> [Instructions to follow]: Can you reproduce the R forum post below, starting at "library(dplyr)" and ending at "1991, 1992, 1993)", while swapping "dplyr" for "tidyverse"?

> [Extract to read]:
I have a data frame with 5 columns. The function below creates and outputs 5 small, 3-column datasets featuring the first two columns of my dataset ("country" and "year") and one each of the other 5 columns.
library(dplyr)
# My data (sample)
country <- c("GR", "GR", "GR", "AL", "AL", "AL", "GE", "GE", "GE")
year <- c(1990, 1991, 1992, 1994, 1997, 1996, 1991, 1992, 1993)
pop <- c("i", "i", "j", "j", "j", "i", "i", "i", "i")
category <- c("1", "2", "2", "2", "2", "2", "1", "1", "2")
age <- c(14, 13, 12, 18, 19, 17, 20, 21, 19)
sample_data <- data.frame(country, year, pop, category, age)
rm(country, year, pop, category, age)
# My function
new.datasets <- function(df, na.rm = TRUE, ...){
i=1
for (c in df){
new_df <- select(df, country, year, i)
assign(paste("df_new_", i), new_df, envir = globalenv())
i=i+1
}
}
new.datasets(sample_data)

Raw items
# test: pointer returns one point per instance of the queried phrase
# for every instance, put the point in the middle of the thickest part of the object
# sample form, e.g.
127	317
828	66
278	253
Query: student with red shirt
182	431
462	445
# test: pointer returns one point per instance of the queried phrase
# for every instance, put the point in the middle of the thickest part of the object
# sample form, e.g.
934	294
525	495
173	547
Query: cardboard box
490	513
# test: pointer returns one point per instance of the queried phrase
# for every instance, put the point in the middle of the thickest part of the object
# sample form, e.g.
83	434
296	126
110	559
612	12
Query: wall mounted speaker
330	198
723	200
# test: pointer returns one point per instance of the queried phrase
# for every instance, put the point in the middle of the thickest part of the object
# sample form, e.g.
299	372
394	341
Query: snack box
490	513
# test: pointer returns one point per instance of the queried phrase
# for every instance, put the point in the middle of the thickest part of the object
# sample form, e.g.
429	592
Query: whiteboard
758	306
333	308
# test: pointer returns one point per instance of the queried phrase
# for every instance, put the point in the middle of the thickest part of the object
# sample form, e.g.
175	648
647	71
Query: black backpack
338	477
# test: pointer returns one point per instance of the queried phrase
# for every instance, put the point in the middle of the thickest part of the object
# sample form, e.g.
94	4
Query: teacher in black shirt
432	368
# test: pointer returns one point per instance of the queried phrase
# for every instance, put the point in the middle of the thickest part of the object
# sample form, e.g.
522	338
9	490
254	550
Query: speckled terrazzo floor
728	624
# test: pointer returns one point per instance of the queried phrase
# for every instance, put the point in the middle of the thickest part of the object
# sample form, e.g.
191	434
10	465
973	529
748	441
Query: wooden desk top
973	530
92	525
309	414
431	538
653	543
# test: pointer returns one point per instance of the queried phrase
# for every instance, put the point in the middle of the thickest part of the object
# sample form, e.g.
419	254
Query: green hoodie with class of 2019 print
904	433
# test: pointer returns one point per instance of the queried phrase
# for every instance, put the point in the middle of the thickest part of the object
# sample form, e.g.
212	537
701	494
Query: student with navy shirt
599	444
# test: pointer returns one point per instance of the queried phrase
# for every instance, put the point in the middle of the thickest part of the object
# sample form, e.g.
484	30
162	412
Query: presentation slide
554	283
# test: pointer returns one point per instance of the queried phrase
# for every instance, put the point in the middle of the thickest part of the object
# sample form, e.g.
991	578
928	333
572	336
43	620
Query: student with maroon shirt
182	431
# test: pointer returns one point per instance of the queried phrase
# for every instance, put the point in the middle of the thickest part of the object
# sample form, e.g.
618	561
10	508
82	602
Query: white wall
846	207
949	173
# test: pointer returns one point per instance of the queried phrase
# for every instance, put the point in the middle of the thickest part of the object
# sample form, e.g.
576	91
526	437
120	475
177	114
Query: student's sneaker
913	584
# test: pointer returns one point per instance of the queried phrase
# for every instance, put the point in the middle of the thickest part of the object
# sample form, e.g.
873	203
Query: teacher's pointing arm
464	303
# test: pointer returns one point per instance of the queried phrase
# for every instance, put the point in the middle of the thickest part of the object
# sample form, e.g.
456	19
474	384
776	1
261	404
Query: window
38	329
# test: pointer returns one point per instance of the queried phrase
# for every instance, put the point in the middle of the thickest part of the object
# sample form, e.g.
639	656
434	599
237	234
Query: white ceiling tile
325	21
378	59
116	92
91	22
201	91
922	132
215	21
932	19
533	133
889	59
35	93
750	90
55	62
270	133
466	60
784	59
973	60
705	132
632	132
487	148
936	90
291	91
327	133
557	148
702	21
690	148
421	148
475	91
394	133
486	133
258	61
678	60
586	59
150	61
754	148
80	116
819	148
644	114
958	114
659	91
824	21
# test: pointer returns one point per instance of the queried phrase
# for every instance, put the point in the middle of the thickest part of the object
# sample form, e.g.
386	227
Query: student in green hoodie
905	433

> [Task output]:
library(tidyverse)
# My data (sample)
country <- c("GR", "GR", "GR", "AL", "AL", "AL", "GE", "GE", "GE")
year <- c(1990, 1991, 1992, 1994, 1997, 1996, 1991, 1992, 1993)